> [Text section]

A territorial collectivity (, previously ), or territorial authority, is a chartered administrative division of France with recognized governing authority. It is the generic name for any territory with an elective form of local government and local regulatory authority. The nature of a French territorial collectivity is set forth in Article 72 of the Constitution of France (1958), which provides for local autonomy within limits prescribed by law.

Categories
Regions: France has 18 regions, or 14 not including single territorial collectivities (collectivities with special status).
Departments: France has 94 departments as territorial collectivities (most recently the merger of the territorial collectivities of Bas-Rhin and Haut-Rhin to form the European Collectivity of Alsace). However, the word is also used for the 101 territorial divisions of the State administration, which in most cases cover the same area as territorial collectivities.
Collectivities with special status: this status is awarded by specific laws to 6 collectivities which replace departments and regions (Corsica, French Guiana, Greater Lyon, Martinique, Mayotte, and Paris).
Overseas collectivities (, COM): France has five COMs.
Provinces: There are 3 provinces, all in New Caledonia.
Communes: There are 36,782 communes. They are found throughout the republic (except for Saint Barthélemy, Saint Martin, Wallis and Futuna, which are subdivided differently, as well as uninhabited Clipperton Island, which is directly administered by the office of the Prime Minister and the Minister of Overseas France).

Other facts
New Caledonia is the only French local government that is not a collectivité territoriale. It has its own articles in the French Constitution. Since it cannot be categorized, it is sometimes unofficially called a collectivité sui generis (although "collectivity" is not, strictly speaking, a legal category). It is also unofficially called a pays (d'outre-mer), because its local legislative assembly (the congress) can rule using its own lois du pays. New Caledonia voted in 2020 to reject independence and maintain its current status. 
Corsica became the first collectivité territoriale unique that is within metropolitan France starting on 1 January 2018, with new territorial elections held as a result.
The régions are divided into départements: ROMs are divided into DOMs; New Caledonia is divided into provinces; départements, COMs (except Saint Barthélemy, Saint-Martin, and Wallis and Futuna), DOMs, and provinces all are divided into communes.
The commune of Poya is the only French subdivision assigned to two upper-level units (the provinces of North and South).
Paris and some overseas entities belong to two categories. 
 Paris is both a département and a commune. It has one mayor and one assembly.
 French Guiana, Guadeloupe, Martinique, Mayotte, and Réunion are both ROM and DOM. Guadeloupe and Réunion each have two presidents and two assemblies, while French Guiana,  Martinique and Mayotte each have a single assembly.
Each COM has its own statutory law that gives it a particular designation:
 French Polynesia is designated as a pays d'outre-mer,
 Saint Barthélemy and Saint Martin as collectivités, 
 Saint Pierre and Miquelon as a collectivité territoriale, and 
 Wallis and Futuna as a territoire.

> [Record extracts]
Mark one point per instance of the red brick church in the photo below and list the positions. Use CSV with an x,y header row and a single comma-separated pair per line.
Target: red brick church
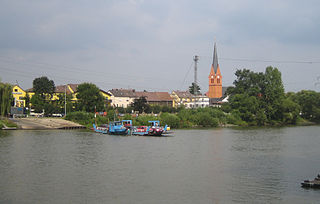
x,y
215,78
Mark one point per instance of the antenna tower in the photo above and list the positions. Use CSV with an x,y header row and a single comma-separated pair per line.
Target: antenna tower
x,y
195,58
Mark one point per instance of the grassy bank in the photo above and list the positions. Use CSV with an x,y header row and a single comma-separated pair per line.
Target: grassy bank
x,y
5,122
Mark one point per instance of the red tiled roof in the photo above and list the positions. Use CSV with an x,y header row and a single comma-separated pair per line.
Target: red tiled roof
x,y
123,92
155,96
184,94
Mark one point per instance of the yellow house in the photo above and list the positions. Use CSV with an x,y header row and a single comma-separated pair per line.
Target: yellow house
x,y
189,100
18,95
70,89
181,98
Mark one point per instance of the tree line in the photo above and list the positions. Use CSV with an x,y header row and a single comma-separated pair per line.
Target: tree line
x,y
256,99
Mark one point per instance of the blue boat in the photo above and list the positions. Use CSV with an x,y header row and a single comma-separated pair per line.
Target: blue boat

> [Stated task]
Please carry on the text on French territorial collectivities from the point where it stops. The rows are unrelated to the text on French territorial collectivities.

> [Exercise output]
Administration
The assembly of a région and of a ROM is the regional council (conseil régional). They are presided over by a president of the regional council (président du conseil régional).
 Corsica's assembly is called the assemblée de Corse (Corsican Assembly). It is also presided over by the president of the regional council.
The assembly of a département (except Paris) or that of a DOM is called a conseil départemental. It is presided over by a président du conseil départemental.
The assembly of a province is called an assemblée de province. It is presided over by a président de l'assemblée de province.
A commune's assembly (except that of Paris) is called a conseil municipal. It is presided over by a mayor (maire).
 The Paris assembly is called the conseil de Paris. It is also presided over by a mayor.
The Assembly of French Polynesia is presided over by the président de la Polynésie française.
Saint Barthélemy, Saint Martin, and Saint Pierre and Miquelon's assemblies are called conseil territorial. Each of these is presided over by a président du conseil territorial.
Wallis and Futuna's assembly is called an assemblée territoriale. It is presided over by the prefect (préfet).
New Caledonia's assembly is called a congrès. It is presided over by the président du gouvernement.

Past and future territorial collectivities 
The category of overseas territory (territoires d'outre-mer) was eliminated under the constitutional reform of 28 March 2003. French Southern Territories is still a TOM, but this is now a particular designation, not a category. This uninhabited territory no longer is a collectivité territoriale.
Mayotte and Saint Pierre and Miquelon used to be collectivités territoriales belonging to no category (but with a status close to that of a DOM), sometimes unofficially called collectivité territoriale à statut particulier, or collectivité territoriale d'outre-mer.
Mayotte held a vote in 2009 to change its status, and it became a ROM in 2011.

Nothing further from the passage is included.